RECORDS SUPPLIED>

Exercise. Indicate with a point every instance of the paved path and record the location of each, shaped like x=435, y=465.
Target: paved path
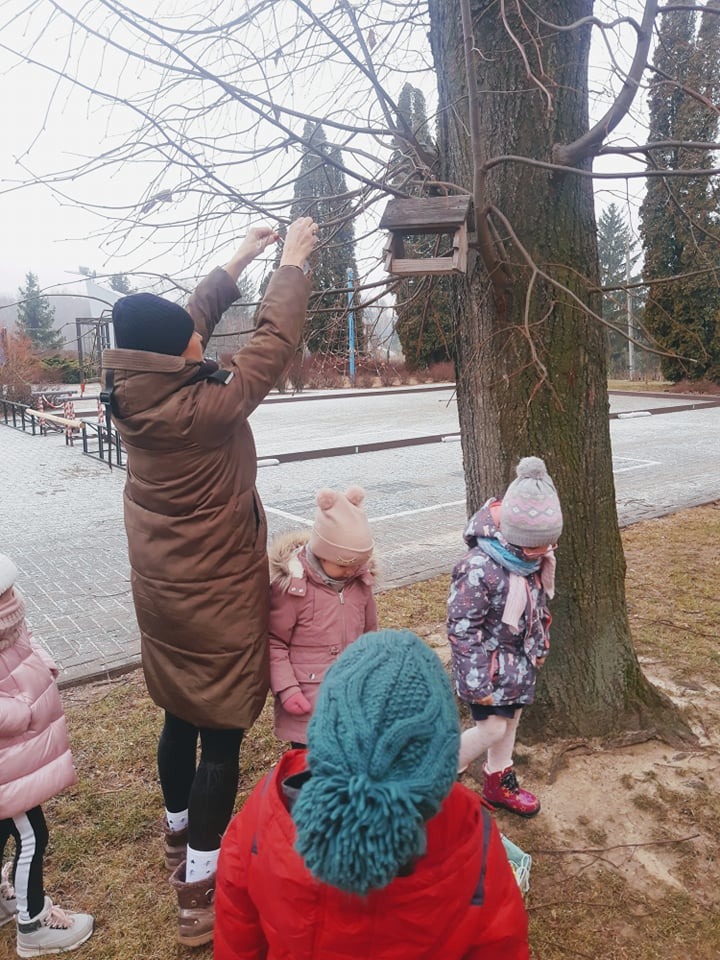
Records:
x=62, y=512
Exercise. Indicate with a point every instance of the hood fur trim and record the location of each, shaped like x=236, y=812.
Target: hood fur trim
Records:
x=285, y=565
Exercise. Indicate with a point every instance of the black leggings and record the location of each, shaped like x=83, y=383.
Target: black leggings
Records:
x=207, y=791
x=30, y=833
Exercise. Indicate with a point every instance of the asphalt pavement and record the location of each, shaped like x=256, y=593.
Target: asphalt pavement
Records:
x=62, y=512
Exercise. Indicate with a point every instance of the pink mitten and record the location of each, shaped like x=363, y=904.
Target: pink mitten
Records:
x=297, y=704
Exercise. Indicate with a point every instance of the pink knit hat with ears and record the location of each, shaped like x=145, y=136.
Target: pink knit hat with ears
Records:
x=341, y=533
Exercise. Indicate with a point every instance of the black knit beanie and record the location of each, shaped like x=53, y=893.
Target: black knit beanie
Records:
x=143, y=321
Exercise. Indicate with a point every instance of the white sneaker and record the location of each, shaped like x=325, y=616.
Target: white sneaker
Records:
x=8, y=904
x=53, y=931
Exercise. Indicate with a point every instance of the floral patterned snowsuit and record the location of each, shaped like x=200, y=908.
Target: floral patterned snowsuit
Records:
x=487, y=656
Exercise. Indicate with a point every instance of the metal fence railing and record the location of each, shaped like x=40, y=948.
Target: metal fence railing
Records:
x=97, y=441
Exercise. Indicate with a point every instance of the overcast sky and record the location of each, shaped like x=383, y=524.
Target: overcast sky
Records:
x=41, y=232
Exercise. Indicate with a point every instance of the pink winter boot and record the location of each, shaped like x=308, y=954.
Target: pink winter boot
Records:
x=501, y=789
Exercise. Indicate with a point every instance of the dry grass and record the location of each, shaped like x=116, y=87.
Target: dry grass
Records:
x=652, y=385
x=615, y=900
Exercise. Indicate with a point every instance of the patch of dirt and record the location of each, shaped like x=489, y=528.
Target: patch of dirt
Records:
x=646, y=811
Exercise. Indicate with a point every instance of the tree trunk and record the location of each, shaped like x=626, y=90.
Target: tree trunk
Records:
x=535, y=383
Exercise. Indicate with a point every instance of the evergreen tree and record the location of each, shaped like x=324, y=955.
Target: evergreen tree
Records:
x=321, y=193
x=615, y=245
x=35, y=316
x=424, y=324
x=679, y=220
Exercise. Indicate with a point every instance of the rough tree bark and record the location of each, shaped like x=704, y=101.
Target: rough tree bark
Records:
x=535, y=383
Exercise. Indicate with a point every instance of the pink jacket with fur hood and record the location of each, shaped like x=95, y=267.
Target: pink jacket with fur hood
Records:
x=35, y=760
x=310, y=626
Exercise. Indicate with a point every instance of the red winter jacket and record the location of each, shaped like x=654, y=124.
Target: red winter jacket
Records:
x=460, y=903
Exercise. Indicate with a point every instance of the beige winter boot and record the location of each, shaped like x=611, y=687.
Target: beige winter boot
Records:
x=175, y=847
x=196, y=908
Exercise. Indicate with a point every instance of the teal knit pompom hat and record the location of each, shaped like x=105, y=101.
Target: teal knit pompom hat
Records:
x=383, y=747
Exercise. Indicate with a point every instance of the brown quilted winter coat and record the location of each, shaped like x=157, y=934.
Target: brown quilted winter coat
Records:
x=196, y=528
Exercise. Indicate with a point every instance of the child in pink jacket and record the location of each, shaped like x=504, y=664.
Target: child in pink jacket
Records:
x=321, y=599
x=35, y=764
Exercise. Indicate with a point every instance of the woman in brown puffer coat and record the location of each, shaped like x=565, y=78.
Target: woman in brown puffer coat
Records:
x=197, y=538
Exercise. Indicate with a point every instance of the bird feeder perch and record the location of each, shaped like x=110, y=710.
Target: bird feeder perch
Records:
x=427, y=216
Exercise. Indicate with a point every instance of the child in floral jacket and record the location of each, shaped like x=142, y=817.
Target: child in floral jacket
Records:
x=498, y=622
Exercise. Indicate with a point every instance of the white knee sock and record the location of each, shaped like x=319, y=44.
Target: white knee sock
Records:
x=200, y=864
x=176, y=821
x=475, y=741
x=501, y=751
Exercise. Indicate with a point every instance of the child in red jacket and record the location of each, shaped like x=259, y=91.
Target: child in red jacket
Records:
x=321, y=600
x=365, y=845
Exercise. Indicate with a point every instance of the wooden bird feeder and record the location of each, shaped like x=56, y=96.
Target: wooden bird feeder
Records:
x=427, y=216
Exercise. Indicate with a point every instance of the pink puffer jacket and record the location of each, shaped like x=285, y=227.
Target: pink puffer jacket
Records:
x=35, y=760
x=310, y=626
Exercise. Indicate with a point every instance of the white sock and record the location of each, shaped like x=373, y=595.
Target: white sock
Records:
x=500, y=753
x=475, y=741
x=200, y=864
x=176, y=821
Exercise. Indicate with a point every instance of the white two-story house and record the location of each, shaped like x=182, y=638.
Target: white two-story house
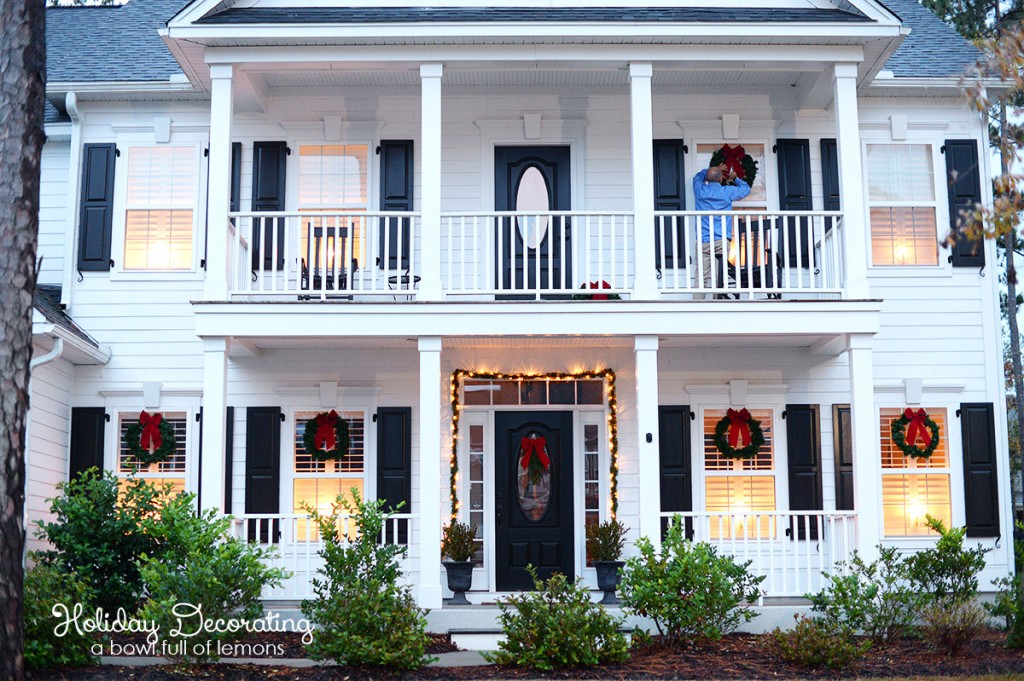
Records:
x=462, y=225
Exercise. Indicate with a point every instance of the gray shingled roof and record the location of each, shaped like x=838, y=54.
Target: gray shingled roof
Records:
x=517, y=14
x=933, y=48
x=121, y=43
x=110, y=43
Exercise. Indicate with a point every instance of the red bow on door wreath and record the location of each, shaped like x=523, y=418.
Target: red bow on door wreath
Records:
x=737, y=435
x=911, y=425
x=534, y=457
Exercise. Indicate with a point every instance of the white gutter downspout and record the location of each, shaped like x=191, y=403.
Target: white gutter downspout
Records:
x=52, y=355
x=74, y=184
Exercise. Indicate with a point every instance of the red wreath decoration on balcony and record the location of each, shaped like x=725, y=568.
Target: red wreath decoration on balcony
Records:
x=737, y=435
x=534, y=457
x=912, y=426
x=326, y=436
x=737, y=160
x=151, y=439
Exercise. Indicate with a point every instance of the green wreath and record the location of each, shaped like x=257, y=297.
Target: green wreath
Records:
x=341, y=436
x=749, y=164
x=722, y=438
x=898, y=431
x=167, y=449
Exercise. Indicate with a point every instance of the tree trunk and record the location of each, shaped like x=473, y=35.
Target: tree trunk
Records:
x=22, y=100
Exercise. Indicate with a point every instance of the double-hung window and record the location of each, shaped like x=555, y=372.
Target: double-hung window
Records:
x=901, y=197
x=161, y=208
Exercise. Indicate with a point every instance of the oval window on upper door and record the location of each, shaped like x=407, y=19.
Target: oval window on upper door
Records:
x=532, y=196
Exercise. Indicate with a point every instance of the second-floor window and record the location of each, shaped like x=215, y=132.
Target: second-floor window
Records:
x=160, y=208
x=901, y=197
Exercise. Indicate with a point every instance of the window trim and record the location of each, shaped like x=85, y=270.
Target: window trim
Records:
x=119, y=228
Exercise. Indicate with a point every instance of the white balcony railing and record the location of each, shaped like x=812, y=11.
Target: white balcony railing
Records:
x=324, y=255
x=791, y=549
x=538, y=254
x=297, y=543
x=745, y=254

EXERCISE REQUIREMENTS> Copy each line above precisely, dropping the pictures.

WRITTEN SOLUTION>
Exercise. Indicate with a point every instance of the paved path and record the location of each, shaped like x=435, y=465.
Target: paved path
Records:
x=62, y=512
Exercise. Indicate with a point every instance of the hood fur trim and record the location of each, shaped like x=236, y=812.
Target: hood fur trim
Records:
x=285, y=565
Exercise. Indicate with a point every instance of the black leggings and record the location of each, shaped like x=83, y=383.
Target: black leggings
Records:
x=207, y=791
x=30, y=833
Exercise. Indicate with a point every instance of the asphalt pavement and record the location of each, shaped like x=256, y=593.
Target: asphalt pavement
Records:
x=62, y=512
Exercise. Indicate with a point every instance of the pink mitten and record the location of each, shaped like x=363, y=904.
Target: pink mitten
Records:
x=297, y=704
Exercise. Indicate with a point every instance of the pink knit hat with ears and record the location of each, shaped like x=145, y=136.
Target: pink knit hat with ears
Records:
x=341, y=533
Exercise. Indicate with a point every instance of the black knit beanie and record the location of each, shaped like x=53, y=893.
Target: black knit beanie
Records:
x=143, y=321
Exercise. Indicate with a point every instance of the white sneaker and record the location of each, shaped like x=325, y=616.
Target: white sneaker
Records:
x=8, y=904
x=53, y=931
Exercise. Indicate with a point every instance of the floral patterned snowsuit and record the location of each, shaped like x=200, y=908.
Target: floral patterned snowsuit
Records:
x=487, y=656
Exercise. Indicate with a point every instance of the metal fence railing and record the location of each, shaped like x=40, y=948.
Target: metal fence railing
Records:
x=97, y=441
Exercise. Indicate with a point every instance of the overcast sky and record the location of each, shaped like x=383, y=524.
Target: overcast sky
Records:
x=41, y=232
Exercise. Indicate with a point every instance of the pink winter boot and record the location of each, shaped like x=308, y=954.
Target: pink winter boot
Records:
x=501, y=789
Exercise. Indicate with a point every instance of the dry grass and record the location of each, shaped like x=116, y=87.
Target: dry grass
Records:
x=652, y=385
x=615, y=900
Exercise. Indicate with a point every instance of the patch of dirt and record the location of each, shaped like x=489, y=528.
Target: patch of dirt
Records:
x=646, y=811
Exercise. Indicate with a point every instance of the tree trunk and record the location of each, shaped like x=626, y=90.
Target: tree trunk
Records:
x=535, y=383
Exercise. Indicate with a point every instance of the evergreen tree and record the location of each, shaped like x=324, y=955.
Target: evergreen tree
Records:
x=321, y=193
x=615, y=245
x=35, y=316
x=424, y=324
x=679, y=220
Exercise. Indicate with a point every instance of the rough tree bark and record the location of each, shaped like x=704, y=101.
Target: rough tree bark
Records:
x=535, y=383
Exercise. Indicate with a point every instance of the pink jacket with fur hood and record the location of each, shaped like x=95, y=267.
Target: pink jacket with fur hood
Records:
x=35, y=760
x=310, y=626
Exercise. Indicate with a point every instance of the red winter jacket and record the location of each, shaped like x=654, y=124.
Target: red winter jacket
Records:
x=460, y=903
Exercise. Indicate with a point every instance of the beige winter boot and record the location of each, shaped like x=611, y=687.
Target: beige winter boot
Records:
x=175, y=847
x=196, y=908
Exercise. Indicate with a point every instance of the teal knit pompom hat and record the location of each, shaped like x=105, y=101.
Target: teal knit pompom hat
Records:
x=383, y=747
Exercise. Indicate with a point every instance of the brown quilted winter coat and record the location of each, shaped like x=157, y=934.
Target: brown quilted winter coat
Records:
x=196, y=528
Exercise. Indicate with a point every instance of the child in pink jacket and record the location of each, shaped like x=504, y=664.
Target: child in pink jacket
Records:
x=321, y=599
x=35, y=764
Exercise. Indicate with a point every instance of the woman in brown puffer coat and record the location of each, shaped like x=565, y=78.
Target: woman in brown puffer coat
Records:
x=197, y=538
Exercise. Indicate with a point every instance of the bird feeder perch and record the location of each, shaped like x=110, y=710.
Target: bird feeder perch
Records:
x=427, y=216
Exercise. Indicate with a point every instance of the child in floral jacket and record the location of each, shaped like x=142, y=817.
Target: child in floral jacket
Records:
x=498, y=622
Exercise. Indicate with a point every instance of the white knee sock and record the location of each, shaped like x=319, y=44.
Target: white knee sock
Records:
x=200, y=864
x=176, y=821
x=475, y=741
x=501, y=751
Exercise. Indicate with a point every instance of the child in red jacket and record the location of each, shaped like x=259, y=91.
Target: child in red jacket
Records:
x=321, y=600
x=365, y=845
Exercise. Indicate with a point every instance of the wooden bird feeder and record the location of each, shaped like x=56, y=96.
Target: wooden bird feeder
Records:
x=427, y=216
Exercise. Indicate with a point every instance of the pink puffer jacket and record the location of each, shaped like x=285, y=227.
Target: pink puffer jacket
Records:
x=35, y=760
x=310, y=626
Exercise. Indicate with a point every instance of the white sock and record the location of each, shaped like x=373, y=595.
Target: white sock
Records:
x=500, y=753
x=475, y=741
x=200, y=864
x=176, y=821
Exercise. Indicate with a point every instance of the white two-story house and record the location of each, shaped like x=182, y=638.
Target: white two-story house
Records:
x=462, y=225
Exercise. Indicate with a point every instance of the gray shingled roof and record the location of each, shaped like x=838, y=54.
Target: gray shingled roof
Records:
x=517, y=14
x=933, y=48
x=121, y=43
x=110, y=43
Exercise. Indicate with a point every instance of the red bow on door wreath and record the location of each, shaped like x=523, y=418.
Target: red bow on door wreath
Records:
x=737, y=435
x=911, y=425
x=534, y=457
Exercise. Indicate with a point every instance of the white gutter downspout and record the location of each, shaped like x=191, y=403.
Target: white gutter downspout
Records:
x=52, y=355
x=74, y=184
Exercise. Indicate with a point every instance of the red wreath decoration on balcony and record the location of each, shaped like x=725, y=568.
Target: red wreath decoration on balcony
Records:
x=737, y=435
x=534, y=457
x=912, y=426
x=326, y=436
x=737, y=160
x=151, y=439
Exercise. Indicate with a point every instance of the green wreath and record the location of each, shaped like x=257, y=297.
Target: green wreath
Records:
x=341, y=436
x=749, y=164
x=722, y=438
x=898, y=431
x=167, y=449
Exercise. Indicate with a point every instance of the tree trunk and record the location of each, shaped like x=473, y=35.
Target: tree trunk
Records:
x=22, y=100
Exercise. Indicate with a point every instance of the double-hung window and record the location of each, shaped like x=555, y=372.
Target: double-hung window
Records:
x=901, y=197
x=161, y=208
Exercise. Indicate with a point every instance of the oval window on upper door and record the location of each, shaped like x=407, y=19.
Target: oval window on upper door
Records:
x=532, y=196
Exercise. Indicate with a point every instance of the second-floor window and record the location of each, shaped like x=215, y=132.
Target: second-floor window
Records:
x=160, y=208
x=901, y=197
Exercise. Indicate with a point every instance of the window trim and record the location of each, shaped like x=85, y=270.
Target: window trim
Records:
x=119, y=228
Exercise. Indicate with a point every instance of the white balcony railing and record the location of each, shaped like x=812, y=11.
Target: white balcony railing
Records:
x=324, y=255
x=791, y=549
x=538, y=254
x=297, y=543
x=745, y=254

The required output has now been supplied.